Work to complete
Copy every line of the records below that contains the word "tower".

Records for this exercise

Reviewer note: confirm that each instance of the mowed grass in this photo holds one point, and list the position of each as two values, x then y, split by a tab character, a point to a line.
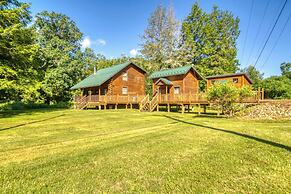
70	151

==

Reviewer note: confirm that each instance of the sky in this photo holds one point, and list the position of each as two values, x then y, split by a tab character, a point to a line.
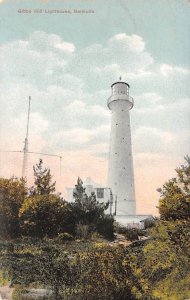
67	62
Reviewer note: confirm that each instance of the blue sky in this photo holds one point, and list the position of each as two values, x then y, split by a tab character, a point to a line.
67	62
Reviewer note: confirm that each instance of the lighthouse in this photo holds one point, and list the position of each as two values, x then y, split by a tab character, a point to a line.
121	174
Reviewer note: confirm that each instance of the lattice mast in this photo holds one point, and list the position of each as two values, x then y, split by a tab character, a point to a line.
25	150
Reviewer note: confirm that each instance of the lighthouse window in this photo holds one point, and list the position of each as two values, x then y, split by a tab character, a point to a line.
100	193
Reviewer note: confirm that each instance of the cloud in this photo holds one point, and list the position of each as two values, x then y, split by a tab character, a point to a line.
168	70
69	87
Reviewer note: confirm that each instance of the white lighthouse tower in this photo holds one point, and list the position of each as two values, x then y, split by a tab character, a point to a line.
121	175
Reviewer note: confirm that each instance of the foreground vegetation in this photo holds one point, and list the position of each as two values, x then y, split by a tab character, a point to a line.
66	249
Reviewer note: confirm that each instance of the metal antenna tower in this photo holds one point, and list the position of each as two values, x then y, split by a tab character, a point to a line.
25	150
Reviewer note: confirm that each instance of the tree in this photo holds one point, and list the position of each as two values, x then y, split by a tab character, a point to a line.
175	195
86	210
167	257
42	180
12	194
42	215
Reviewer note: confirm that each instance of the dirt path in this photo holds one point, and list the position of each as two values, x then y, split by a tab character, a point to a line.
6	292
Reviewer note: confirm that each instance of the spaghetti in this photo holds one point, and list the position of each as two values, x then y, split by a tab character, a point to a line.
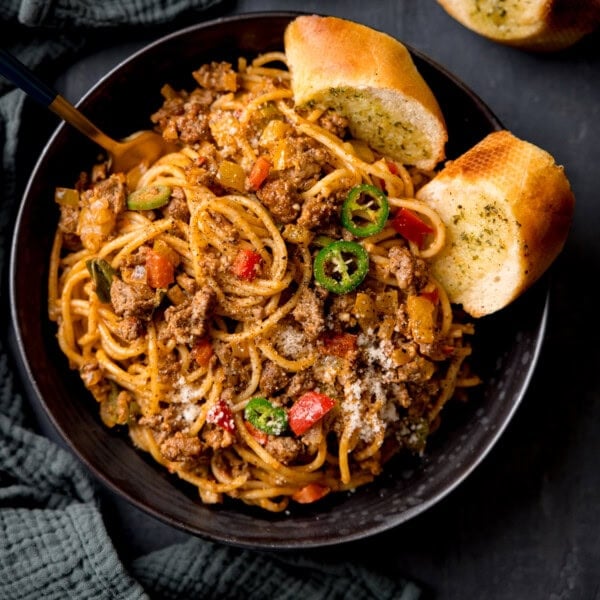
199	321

Worked answer
Reviewer note: confirm that each instance of the white lighthouse tower in this photo holds one point, and list the position of each as two values, x then y, split by a tab character, a point to a line.
Reviewer note: confirm that each instance of the metal antenna tower in this photo holds one point, and list the position of each as two values, x then y, split by a tab character, a point to a line.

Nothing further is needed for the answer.